DOCUMENT EXTRACT
>>

For some background, I’m 18F. My dad wasn’t present during the abuse due to a demanding international job and whenever she had contact with him, my NMom would tell him lies about me. On the other side, she would tell me my dad was a bigot and would hate me for dating a girl, POC, or for “telling him what I did to make (her) hit me.” Stuff like that. Unfortunately, she’s a very convincing liar and is good at utilizing whatever is going on around her to fit her narrative. So, we both believed her. A couple years ago, he retired and we both made amends in our relationship and in the process, I told him about the abuse. He was beyond devastated. They’re divorcing now. I’m still living in the same house as her, but my dad is working his ass off every day trying to get it ready for the market. I’ll probably be out of here in a few weeks.
As for what my NMom did, I would be here all day, but here’s a summary: It involves, but is not limited to, emotional abuse, physical abuse, sexual harassment, cyberstalking, enmeshment, and drugging me with a combination of her & my medication. The worst that I can remember was Zoloft + Benzodiazepines. She encouraged me not to come forward about being bullied and molested by another kid when I was 9, and kept inviting said kid over anyways. She lied about being my biological mother, which I didn’t realize until 2 months ago. That’s around the time I went NC, but not for that reason specifically.
Now to cover the title of this post:
Let me just start by saying her whole family is off. And her brother died 2 months after I was born, but he, in particular, has always been a topic of tense conversation. I’ve never seen anyone hate a human being more than my NMom hates her brother.
My NMom was born to abominably neglectful parents. Her sister practically raised by her. And her MUCH older brother grew up to be a drunkard, a felon, and potentially a sex offender. My NMom once said that he was abusive, but never specified how so. However, everyone kinda suspects the same thing.

<<

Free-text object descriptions
>>

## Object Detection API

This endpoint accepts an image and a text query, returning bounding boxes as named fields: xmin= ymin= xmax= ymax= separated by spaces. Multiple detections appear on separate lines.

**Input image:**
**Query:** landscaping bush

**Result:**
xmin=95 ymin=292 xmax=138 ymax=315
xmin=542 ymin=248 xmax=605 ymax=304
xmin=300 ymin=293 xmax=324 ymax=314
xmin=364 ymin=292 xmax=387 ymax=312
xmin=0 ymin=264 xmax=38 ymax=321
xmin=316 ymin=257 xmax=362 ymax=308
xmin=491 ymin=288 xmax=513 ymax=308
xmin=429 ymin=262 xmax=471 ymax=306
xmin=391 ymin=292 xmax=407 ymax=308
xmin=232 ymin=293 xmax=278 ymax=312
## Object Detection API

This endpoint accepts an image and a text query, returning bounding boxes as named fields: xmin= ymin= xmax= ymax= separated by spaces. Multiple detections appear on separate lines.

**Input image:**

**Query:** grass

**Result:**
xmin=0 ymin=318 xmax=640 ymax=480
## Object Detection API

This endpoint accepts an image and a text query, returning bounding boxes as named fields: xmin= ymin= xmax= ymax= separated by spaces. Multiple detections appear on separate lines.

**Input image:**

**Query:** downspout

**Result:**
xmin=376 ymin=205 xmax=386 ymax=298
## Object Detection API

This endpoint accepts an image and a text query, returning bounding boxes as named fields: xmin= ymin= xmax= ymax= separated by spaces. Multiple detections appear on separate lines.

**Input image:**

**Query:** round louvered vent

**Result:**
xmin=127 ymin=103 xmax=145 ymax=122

<<
>>

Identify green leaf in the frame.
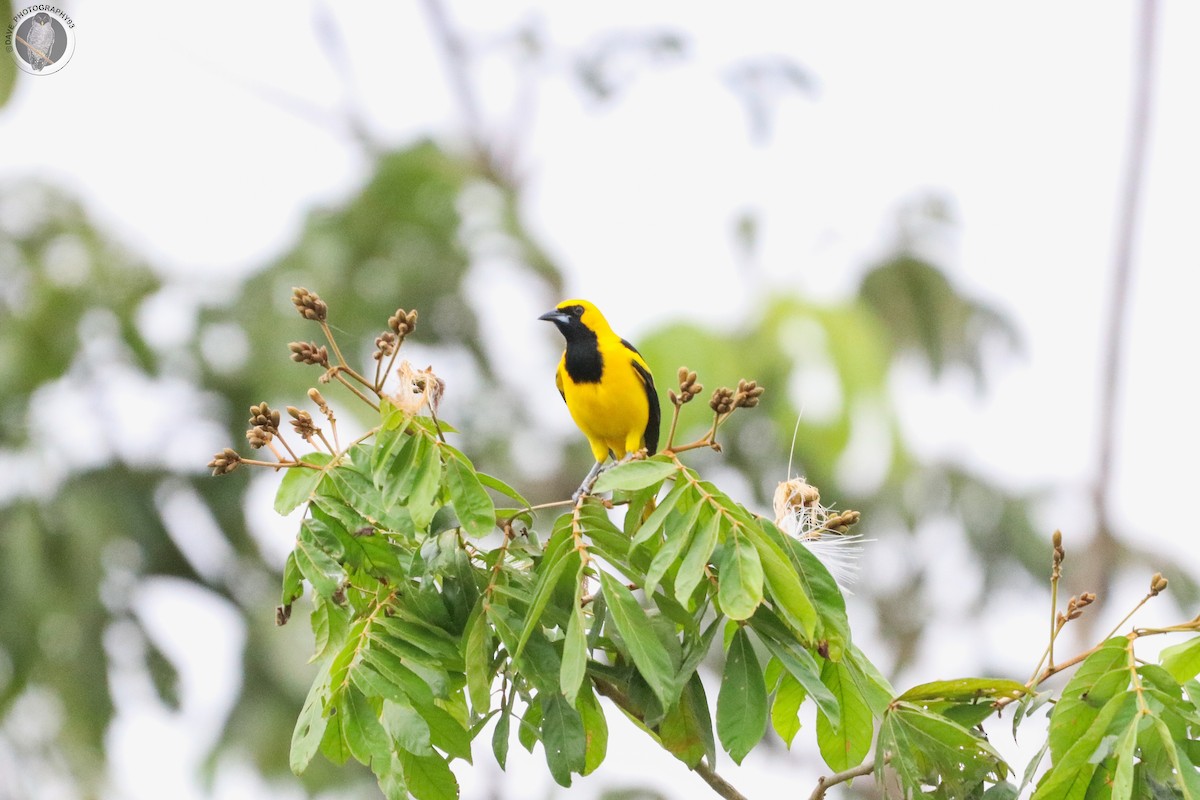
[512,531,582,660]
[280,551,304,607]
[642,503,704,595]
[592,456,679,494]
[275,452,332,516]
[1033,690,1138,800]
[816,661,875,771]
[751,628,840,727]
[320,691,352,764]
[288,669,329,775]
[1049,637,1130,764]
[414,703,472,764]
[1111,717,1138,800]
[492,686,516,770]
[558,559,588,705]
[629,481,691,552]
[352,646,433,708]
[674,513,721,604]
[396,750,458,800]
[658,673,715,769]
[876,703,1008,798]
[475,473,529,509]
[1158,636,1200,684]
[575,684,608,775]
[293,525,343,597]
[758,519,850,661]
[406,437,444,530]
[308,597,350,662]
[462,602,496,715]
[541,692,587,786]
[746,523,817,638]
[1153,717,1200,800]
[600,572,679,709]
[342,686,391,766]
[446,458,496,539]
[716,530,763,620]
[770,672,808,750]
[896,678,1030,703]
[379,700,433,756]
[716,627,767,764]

<<

TASK TO CARRY OUT
Write what comes next in the post about the writer's abusive mother and her family, starting right after its last sentence.

WRITTEN RESPONSE
He was dishonorably discharged from the Vietnam war in late 1968 and got divorced the same year. He was 29 years old then, and moved back into his parents’ place. He began drinking more than usual. My NMom told me that in the winter of 1969 she had an abortion and then attempted suicide. She was 16 at the time. Around 1970 (not confirmed), her brother’s daughter was born and then immediately put into foster care. Said daughter’s name is very similar to mine. My NMom never brought up her existence until I found her birth record online. She seemed very hurried to end the conversation. I think it’s very worth noting her brother became a freemason and my NMom was both a lawyer and briefly a psychiatrist.
I understand how serious this is, but I just wanted to get it off my chest. Because regardless of my disdain towards my NMom, the thought that this could be true is absolutely horrifying. I’ve only told my dad and therapist my suspicions.
I see the same signs of abuse in her that I see in myself. But, unlike me, she became the abuser and honestly I don’t even think it was just her brother that turned her into this. Contributed, yes, created, probably not. The way she and everyone else in her family talk about her as a child, it seems like she has always been like this.
To make it clear, I pity my NMom. Big time. But I can never forgive her.